_ÜBUNGSAUFGABE:_ Ermitteln Sie in den folgenden Einträgen jede Zeile, in der die Zeichenfolge „sand“ vorkommt, und schreiben Sie diese Zeilen ab. Achten Sie dabei auf Groß- und Kleinschreibung.

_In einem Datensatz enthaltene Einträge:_
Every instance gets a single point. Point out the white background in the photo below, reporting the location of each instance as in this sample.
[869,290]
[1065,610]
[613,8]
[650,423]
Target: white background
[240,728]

==

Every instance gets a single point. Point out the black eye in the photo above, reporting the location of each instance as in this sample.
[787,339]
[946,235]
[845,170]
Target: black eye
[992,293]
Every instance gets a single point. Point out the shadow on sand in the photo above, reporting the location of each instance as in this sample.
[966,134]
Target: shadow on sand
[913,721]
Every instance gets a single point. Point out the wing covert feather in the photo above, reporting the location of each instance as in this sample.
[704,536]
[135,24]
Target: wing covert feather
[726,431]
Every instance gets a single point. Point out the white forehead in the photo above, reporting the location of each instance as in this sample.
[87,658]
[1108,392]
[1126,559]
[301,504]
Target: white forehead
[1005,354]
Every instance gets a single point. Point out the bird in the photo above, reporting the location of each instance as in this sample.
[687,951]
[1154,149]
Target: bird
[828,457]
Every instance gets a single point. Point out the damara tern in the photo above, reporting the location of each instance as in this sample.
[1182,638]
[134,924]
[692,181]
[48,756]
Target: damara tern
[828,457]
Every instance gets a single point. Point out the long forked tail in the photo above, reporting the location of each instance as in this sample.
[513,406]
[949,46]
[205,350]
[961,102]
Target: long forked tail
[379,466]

_ÜBUNGSERGEBNIS:_
Every instance gets a single point. Point out the shadow on sand in the photo above, reporting the location of each instance as in this sample.
Target: shadow on sand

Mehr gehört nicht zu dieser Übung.